-- Requirements --
Set down exactly the lines from the one containing "[locate] gold glitter" through the end of the records below, both included, and nothing else.

Dataset excerpt:
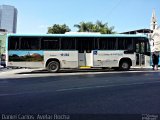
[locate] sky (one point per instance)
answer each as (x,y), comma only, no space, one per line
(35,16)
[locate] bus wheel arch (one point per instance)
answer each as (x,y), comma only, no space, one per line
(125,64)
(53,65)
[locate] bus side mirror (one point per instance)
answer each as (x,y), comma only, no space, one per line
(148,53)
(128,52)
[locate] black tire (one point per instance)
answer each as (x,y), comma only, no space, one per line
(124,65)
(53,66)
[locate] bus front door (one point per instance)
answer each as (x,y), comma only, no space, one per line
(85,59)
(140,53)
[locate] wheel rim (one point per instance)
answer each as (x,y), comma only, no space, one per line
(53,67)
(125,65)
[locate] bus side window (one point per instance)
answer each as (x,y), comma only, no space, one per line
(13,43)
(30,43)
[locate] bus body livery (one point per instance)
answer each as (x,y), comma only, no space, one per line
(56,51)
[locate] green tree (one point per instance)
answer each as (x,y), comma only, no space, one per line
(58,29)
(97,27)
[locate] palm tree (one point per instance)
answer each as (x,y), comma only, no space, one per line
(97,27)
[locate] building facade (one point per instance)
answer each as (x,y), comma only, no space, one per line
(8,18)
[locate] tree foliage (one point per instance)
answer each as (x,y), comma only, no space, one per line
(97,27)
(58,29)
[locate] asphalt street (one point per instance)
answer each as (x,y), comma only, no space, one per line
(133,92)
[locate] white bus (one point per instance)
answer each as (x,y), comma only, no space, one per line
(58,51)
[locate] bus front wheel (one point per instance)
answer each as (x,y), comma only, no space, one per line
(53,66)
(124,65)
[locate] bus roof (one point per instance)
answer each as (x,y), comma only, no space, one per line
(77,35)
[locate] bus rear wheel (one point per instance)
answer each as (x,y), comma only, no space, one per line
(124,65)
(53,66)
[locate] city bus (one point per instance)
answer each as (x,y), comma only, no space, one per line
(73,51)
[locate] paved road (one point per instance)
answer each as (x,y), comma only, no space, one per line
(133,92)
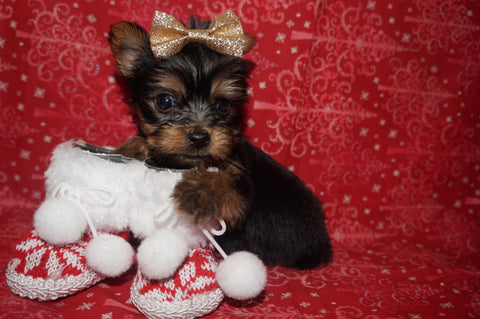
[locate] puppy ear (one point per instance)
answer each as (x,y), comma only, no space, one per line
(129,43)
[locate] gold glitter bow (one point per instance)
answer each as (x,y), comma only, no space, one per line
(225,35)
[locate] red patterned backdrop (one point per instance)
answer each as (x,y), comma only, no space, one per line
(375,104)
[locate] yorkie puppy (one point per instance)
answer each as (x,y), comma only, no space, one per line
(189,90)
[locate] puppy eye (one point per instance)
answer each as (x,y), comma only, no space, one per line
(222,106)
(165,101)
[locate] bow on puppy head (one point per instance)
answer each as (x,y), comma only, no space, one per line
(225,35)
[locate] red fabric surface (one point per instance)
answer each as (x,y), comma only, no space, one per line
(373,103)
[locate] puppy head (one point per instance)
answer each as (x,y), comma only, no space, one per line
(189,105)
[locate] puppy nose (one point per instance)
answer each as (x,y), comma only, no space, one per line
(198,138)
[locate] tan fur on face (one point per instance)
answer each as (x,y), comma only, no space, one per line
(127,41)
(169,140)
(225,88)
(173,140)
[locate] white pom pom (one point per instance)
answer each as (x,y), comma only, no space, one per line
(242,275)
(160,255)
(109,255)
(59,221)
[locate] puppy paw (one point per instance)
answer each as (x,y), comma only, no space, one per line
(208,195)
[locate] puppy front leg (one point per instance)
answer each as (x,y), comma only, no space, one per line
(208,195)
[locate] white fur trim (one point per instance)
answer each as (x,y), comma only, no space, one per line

-- Result --
[locate] gold glitter bow (one point per instance)
answer each as (x,y), comma only, no space, one per line
(225,35)
[locate] red patterned backdrop (one point per instance)
answer each as (x,y), comma only, no space, one per line
(375,104)
[locate] yorkie puppy (one point per instance)
answer each as (x,y), comma only, no space, one per line
(189,90)
[locate] puppy eye (one point per instance)
answer each as (x,y), comma only, no space, one per line
(222,106)
(165,101)
[locate] bow on puppy head (one point per instance)
answer each as (x,y), comma only, no space, one per line
(225,35)
[locate] red fabric surface (one point per instance)
answer each as (x,y), comma only, no space, one per line
(373,103)
[locate] puppy head (one point per instance)
answer each as (x,y), comma only, no space, one per line
(189,105)
[locate] puppy nose (one point per instance)
answer each as (x,y), comma only, no space, one per line
(198,138)
[locate] tan fur on face (one point per instance)
answer each as (x,y), comma only, no space, one per line
(127,41)
(169,140)
(225,88)
(173,140)
[locate] white pom pom (one point per instance)
answer each as (x,y), comma only, no space, one per line
(242,275)
(160,255)
(109,255)
(59,221)
[locate] puppy paw (one point per instance)
answer each as (x,y), comma only, no space, one per line
(208,195)
[locate] puppy front leg (one point per instance)
answer each as (x,y), comma only, no space, one per line
(208,195)
[locate] white fur trim (one point per instance)
answer each as (x,y), comma only, no space, one per line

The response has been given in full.